Activity A:
In the COVID-19 study text, give everything from "COVID-19 severity scale" down to "Supplementary Table 13." again, swapping "EMR" for "electronic medical record".
Activity B:
According to the COVID-19 study text, what share of subjects could not give consent?
Activity C:
Go on with the COVID-19 study text from the point where it stops.

Source passage:
+===+

COVID-19 severity scale

Phenotypic information was obtained by the EMR of the Mount Sinai Health System, which is reviewed by a screening team that includes practicing physicians. Each bio-specimen was associated, when possible—given the information in the EMR—with a COVID-19 severity measurement that corresponded to the time of collection. There are four levels of severity60: controls, moderate, severe, and severe end-organ damage, summarized in Supplementary Table 13.

Ethics statement

This study was approved by the Human Research Protection Program at the Icahn School of Medicine at Mount Sinai (STUDY-20-00341). All patients admitted to the Mount Sinai Health System were made aware of the research study by a notice included in their hospital intake packet. The notice outlined details of the specimen collection and planned research. Flyers announcing the study were also posted in the hospital, and a video was run on the in-room hospital video channel. Given the monumental hurdles of consenting sick and infectious patients in isolation rooms, the Human Research Protection Program allowed for sample collection, which occurred at the time of clinical collection and included at most an extra 5–10 cc of blood prior to obtaining research consent. Limited existing clinical data obtained from the medical record was collected and associated with the samples. As the research laboratory processing needed to begin proximal to sample collection, a portion of the data was generated prior to obtaining informed consent. During or after hospitalization, research participants and/or their legally authorized representative provided consent to the research study, including genetic profiling for research and data sharing on an individual level. In those circumstances where consent could not be obtained (13.8% of subjects, 0% of subjects who completed the post-discharge checklist), data already generated could continue to be used for analysis purposes only when not doing so would have compromised the scientific integrity of the work. The data were not identifiable to the researchers doing the analyses.

+===+

Records shown:

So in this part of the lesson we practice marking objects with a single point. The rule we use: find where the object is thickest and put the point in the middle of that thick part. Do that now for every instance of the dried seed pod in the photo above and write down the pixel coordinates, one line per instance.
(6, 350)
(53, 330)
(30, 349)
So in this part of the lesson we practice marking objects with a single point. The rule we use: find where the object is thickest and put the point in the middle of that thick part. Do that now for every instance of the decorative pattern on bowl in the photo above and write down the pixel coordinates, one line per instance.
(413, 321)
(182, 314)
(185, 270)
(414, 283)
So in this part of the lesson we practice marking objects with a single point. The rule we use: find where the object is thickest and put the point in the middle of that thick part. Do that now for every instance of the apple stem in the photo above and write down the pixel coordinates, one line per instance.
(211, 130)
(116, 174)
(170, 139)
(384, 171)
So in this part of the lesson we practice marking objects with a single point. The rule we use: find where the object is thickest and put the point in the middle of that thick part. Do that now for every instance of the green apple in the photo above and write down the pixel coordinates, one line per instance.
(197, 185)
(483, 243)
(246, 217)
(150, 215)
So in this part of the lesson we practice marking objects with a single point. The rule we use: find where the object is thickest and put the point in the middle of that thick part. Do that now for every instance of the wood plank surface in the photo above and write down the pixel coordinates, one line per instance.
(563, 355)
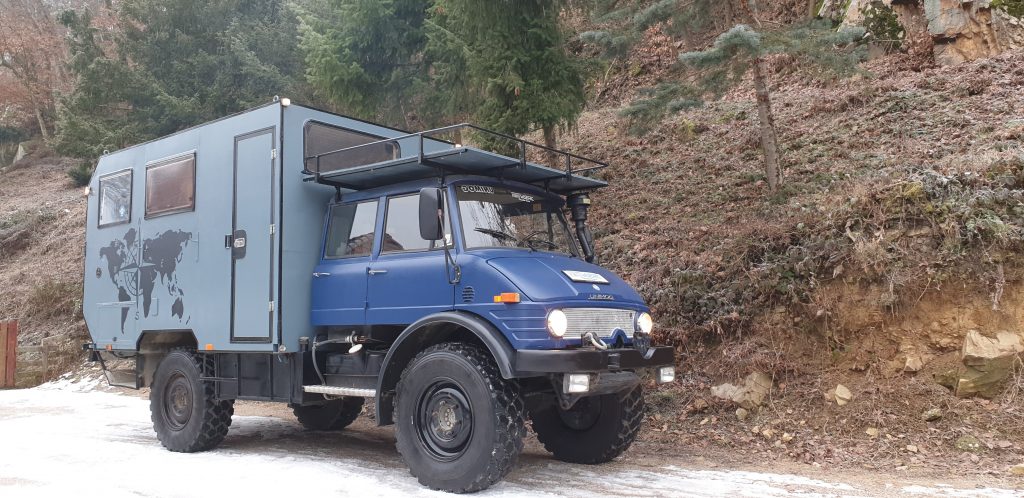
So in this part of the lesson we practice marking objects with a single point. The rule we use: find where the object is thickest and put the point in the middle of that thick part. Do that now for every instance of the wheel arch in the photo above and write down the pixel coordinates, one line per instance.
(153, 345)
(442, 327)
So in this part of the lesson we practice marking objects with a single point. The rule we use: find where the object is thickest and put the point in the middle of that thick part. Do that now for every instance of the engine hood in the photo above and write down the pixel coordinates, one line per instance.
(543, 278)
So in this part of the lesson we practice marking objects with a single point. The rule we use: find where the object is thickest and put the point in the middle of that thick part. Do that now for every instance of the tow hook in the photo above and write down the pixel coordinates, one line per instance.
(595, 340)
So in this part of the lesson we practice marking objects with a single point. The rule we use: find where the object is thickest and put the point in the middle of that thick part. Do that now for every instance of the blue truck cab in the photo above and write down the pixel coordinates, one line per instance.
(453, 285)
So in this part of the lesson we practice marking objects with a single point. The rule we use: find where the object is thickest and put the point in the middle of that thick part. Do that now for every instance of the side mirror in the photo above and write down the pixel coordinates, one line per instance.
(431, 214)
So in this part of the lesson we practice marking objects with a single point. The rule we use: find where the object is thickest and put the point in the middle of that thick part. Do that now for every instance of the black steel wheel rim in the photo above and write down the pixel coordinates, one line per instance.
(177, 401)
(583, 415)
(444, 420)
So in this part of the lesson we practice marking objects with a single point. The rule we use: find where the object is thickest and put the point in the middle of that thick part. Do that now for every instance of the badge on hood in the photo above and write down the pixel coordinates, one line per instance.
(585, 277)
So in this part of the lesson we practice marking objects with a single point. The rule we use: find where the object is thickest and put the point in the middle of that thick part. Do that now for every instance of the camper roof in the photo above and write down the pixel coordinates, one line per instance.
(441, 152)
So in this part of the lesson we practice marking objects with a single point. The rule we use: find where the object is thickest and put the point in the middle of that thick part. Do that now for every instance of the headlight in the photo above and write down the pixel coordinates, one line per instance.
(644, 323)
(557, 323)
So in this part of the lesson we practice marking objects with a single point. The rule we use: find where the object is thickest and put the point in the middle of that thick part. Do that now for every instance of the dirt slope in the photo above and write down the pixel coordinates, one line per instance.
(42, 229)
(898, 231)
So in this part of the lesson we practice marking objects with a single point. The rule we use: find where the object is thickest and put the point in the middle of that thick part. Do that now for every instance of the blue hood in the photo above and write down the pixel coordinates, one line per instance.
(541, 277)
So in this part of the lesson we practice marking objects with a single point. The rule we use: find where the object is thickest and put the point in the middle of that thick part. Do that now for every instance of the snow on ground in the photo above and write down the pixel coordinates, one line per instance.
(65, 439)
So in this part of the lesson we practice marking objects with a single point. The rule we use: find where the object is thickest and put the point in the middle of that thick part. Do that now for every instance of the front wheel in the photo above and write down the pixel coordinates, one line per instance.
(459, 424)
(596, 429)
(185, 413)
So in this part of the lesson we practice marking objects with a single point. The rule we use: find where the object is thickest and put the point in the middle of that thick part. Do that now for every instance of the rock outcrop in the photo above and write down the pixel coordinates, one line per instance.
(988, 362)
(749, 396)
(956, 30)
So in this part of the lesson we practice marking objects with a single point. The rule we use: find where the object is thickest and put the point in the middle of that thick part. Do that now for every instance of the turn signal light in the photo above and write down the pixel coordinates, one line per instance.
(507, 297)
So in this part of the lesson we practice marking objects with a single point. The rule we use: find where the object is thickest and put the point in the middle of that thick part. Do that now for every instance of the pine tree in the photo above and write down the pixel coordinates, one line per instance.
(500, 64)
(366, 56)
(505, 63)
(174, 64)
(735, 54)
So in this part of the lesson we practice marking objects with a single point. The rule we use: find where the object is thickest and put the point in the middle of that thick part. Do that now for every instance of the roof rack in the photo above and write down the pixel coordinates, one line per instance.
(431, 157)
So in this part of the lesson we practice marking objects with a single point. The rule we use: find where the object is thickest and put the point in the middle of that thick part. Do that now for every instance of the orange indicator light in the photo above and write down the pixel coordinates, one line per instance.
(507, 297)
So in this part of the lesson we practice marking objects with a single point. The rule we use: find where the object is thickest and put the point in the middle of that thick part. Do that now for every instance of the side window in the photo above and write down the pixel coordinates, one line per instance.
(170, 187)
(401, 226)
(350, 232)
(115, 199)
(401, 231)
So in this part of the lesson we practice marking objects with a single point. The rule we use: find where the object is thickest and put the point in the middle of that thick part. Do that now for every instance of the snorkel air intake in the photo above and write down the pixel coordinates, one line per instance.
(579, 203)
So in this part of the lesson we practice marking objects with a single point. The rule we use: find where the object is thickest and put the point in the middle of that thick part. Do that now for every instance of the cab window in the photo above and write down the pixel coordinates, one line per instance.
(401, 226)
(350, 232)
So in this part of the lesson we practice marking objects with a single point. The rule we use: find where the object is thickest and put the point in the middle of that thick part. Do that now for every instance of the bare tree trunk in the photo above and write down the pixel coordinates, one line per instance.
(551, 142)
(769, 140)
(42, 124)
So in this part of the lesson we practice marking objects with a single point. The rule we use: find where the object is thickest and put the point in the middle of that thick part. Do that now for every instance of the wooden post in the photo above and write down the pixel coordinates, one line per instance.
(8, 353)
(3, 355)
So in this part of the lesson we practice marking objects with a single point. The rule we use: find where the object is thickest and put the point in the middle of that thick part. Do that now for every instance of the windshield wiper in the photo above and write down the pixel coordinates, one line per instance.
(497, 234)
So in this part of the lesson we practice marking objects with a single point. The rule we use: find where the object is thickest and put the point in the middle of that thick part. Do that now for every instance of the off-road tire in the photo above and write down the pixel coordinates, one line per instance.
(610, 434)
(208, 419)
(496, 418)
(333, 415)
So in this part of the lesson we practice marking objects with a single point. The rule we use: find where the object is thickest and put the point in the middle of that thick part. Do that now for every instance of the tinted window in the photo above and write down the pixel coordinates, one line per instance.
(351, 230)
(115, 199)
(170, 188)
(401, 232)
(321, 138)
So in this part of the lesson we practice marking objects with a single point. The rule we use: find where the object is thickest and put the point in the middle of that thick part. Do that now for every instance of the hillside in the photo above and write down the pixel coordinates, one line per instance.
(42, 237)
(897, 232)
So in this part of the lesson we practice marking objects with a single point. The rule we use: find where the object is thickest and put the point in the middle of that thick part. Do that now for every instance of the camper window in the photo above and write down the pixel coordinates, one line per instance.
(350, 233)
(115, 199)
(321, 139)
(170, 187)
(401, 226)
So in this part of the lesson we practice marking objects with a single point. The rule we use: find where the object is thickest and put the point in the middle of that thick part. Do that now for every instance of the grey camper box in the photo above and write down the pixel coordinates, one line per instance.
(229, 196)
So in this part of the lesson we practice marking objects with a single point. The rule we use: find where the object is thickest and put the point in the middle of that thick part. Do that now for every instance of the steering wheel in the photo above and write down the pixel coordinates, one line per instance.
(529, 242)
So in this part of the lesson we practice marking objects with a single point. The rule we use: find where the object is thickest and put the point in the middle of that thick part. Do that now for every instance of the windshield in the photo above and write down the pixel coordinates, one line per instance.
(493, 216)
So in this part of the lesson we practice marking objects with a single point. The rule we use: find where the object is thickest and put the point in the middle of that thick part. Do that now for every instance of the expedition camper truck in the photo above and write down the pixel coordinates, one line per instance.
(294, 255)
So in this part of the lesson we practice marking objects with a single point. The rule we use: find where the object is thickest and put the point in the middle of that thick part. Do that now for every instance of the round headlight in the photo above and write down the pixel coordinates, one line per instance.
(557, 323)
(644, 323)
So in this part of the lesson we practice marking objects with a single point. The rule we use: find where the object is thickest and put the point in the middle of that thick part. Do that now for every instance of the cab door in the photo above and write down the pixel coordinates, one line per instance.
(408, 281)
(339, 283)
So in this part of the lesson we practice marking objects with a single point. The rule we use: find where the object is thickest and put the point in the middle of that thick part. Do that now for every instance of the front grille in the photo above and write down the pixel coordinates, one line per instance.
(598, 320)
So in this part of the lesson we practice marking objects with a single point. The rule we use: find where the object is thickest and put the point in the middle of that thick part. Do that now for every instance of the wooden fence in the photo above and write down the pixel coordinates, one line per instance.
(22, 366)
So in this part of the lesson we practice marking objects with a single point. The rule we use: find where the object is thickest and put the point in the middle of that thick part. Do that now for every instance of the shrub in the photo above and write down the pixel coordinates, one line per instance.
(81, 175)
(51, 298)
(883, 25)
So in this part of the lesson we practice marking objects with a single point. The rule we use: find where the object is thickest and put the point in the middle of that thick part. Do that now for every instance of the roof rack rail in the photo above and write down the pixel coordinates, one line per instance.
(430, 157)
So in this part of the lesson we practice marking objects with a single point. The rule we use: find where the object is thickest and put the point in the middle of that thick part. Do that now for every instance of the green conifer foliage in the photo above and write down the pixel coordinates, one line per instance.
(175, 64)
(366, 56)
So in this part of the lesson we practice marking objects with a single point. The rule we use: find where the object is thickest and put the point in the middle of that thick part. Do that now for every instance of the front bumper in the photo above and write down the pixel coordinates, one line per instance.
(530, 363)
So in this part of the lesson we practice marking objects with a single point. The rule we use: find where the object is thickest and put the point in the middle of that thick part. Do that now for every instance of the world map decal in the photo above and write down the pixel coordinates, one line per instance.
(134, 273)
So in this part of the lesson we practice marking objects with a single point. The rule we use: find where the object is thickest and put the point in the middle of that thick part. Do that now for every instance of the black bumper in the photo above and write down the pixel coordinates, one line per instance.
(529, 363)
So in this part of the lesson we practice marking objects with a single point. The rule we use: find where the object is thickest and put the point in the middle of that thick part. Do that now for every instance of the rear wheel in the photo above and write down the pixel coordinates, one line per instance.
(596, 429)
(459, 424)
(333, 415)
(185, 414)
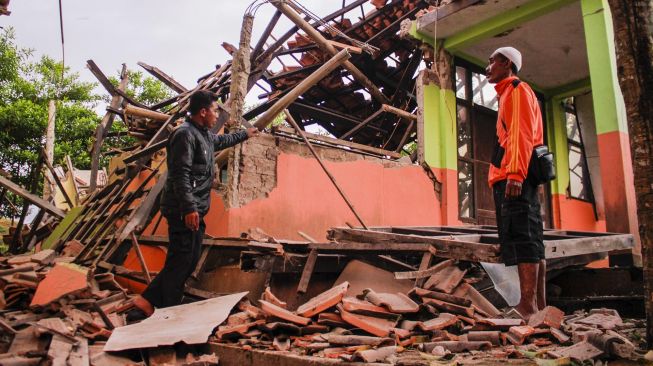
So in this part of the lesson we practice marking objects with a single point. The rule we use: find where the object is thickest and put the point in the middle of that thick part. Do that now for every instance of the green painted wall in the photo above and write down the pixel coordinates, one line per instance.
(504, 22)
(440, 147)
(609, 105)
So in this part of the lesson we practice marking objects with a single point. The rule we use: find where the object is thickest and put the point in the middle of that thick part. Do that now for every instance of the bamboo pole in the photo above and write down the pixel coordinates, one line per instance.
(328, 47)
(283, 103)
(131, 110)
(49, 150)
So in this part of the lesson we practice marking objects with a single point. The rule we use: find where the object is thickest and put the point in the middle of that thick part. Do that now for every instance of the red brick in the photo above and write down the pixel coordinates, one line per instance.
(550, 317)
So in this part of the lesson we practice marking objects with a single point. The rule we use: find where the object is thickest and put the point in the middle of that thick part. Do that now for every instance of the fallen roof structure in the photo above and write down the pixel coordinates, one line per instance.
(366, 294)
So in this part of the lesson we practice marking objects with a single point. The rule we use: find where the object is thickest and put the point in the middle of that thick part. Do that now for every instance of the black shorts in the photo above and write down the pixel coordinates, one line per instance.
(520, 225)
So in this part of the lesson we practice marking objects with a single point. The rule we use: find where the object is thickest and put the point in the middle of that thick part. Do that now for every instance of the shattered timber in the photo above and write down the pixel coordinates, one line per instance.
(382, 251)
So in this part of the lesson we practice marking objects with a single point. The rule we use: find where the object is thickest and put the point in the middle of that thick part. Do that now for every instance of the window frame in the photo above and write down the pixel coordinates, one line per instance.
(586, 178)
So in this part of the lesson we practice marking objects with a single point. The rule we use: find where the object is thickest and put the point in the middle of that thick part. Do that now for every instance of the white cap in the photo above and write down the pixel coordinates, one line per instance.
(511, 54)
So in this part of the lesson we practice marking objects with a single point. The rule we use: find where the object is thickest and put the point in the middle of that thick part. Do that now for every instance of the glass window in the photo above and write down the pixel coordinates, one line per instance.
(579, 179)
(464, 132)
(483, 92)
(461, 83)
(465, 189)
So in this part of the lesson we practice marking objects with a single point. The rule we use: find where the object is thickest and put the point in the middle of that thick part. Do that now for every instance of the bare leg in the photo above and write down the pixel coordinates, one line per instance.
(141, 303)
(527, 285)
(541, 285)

+===+

Written reply A:
COVID-19 severity scale

Phenotypic information was obtained by the electronic medical record of the Mount Sinai Health System, which is reviewed by a screening team that includes practicing physicians. Each bio-specimen was associated, when possible—given the information in the electronic medical record—with a COVID-19 severity measurement that corresponded to the time of collection. There are four levels of severity60: controls, moderate, severe, and severe end-organ damage, summarized in Supplementary Table 13.

Written reply B:
13.8% of subjects.

Written reply C:
Manipulation of IL10RB and IFNAR2 expression in NGN2 cells and their effect on SARS-CoV-2 viral load and transcriptional profiles

Overview

NGN2-glutamatergic neurons were derived from hiPSC-NPCs of donor NSB260761 as previously described62. gRNAs were designed using the CRISPR-ERA (http://crispr-era.stanford.edu) web tool and cloned into a lentiviral transfer vector using Gibson assembly18,62; shRNAs were ordered as glycerol stocks from Sigma. Wild type or dCas9 expressing NPCs were infected with rtTA and NGN2 lentiviruses, as well as desired shRNA or CRISPRa lentiviruses, and differentiated for 7 days before SARS-CoV-2 infection with a multiplicity of infection (MOI) of 0.1 or mock infection for 24 h. After the completion of the experiment, RNA was isolated, quality metrics were obtained, and 200 ng of RNA was processed through a total RNA library prep using the KAPA RNA Hyper Prep Kit + RiboErase HMR kit (Roche, cat no: 8098140702) following the manufacturer’s instructions. The resulting libraries were sequenced on the NovaSeq 6000 S4 flow cell (Illumina), obtaining 2 × 150 bp reads at 60 M reads per sample. An additional 20 ng of RNA was run on a SARS-CoV-2 targeted primer panel using AmpliSeq Library Plus and cDNA Synthesis for Illumina kits (Illumina, Cat no: 20019103 and 20022654). All samples were normalized, pooled, and run on the NovaSeq 6000 S4 in a 2 × 150 run targeting 750 K reads per sample. The STAR aligner v2.5.2a63 was used to align reads to the GRCh38 genome (canonical chromosomes only) and Gencode v25 annotation. The module featureCounts64 from the Subread package v1.4.3-p165 was used to quantify genes. RSeQC v2.6.166 and Picard v1.7767 were used to generate QC metrics. Differential expression analysis was performed with limma68 using the first two components of multidimensional scaling and RIN as covariates. Competitive gene set testing using sets from Gene Ontology69 and the COVID-19 Drug and Gene Set Library21 was performed with camera70. SARS-CoV-2 quantification was performed by taxonomically classifying short-read data with taxMaps71. The AmpliSeq approach confirmed the presence or absence of the virus in our samples. A more detailed version of this section can be found in the Supplementary Methods section.

hiPSC-NPC culture and donor

hiPSC-NPCs of line NSB2607 (male, 15 years old, European descent)61 were cultured in hNPC media (DMEM/F12 (Life Technologies #10565), 1× N-2 (Life Technologies #17502-048), 1× B-27-RA (Life Technologies #12587-010), 20 ng/mL FGF2 (Life Technologies)) on Matrigel (Corning, #354230). hiPSC-NPCs at the full confluence (1–1.5 × 107 cells/well of a six-well plate) were dissociated with Accutase (Innovative Cell Technologies) for 5 min, spun down (5 min × 1000 × g), resuspended, and seeded onto Matrigel-coated plates at 3–5 × 106 cells/well. Media was replaced every 24 h for 4 to 7 days until the next passage.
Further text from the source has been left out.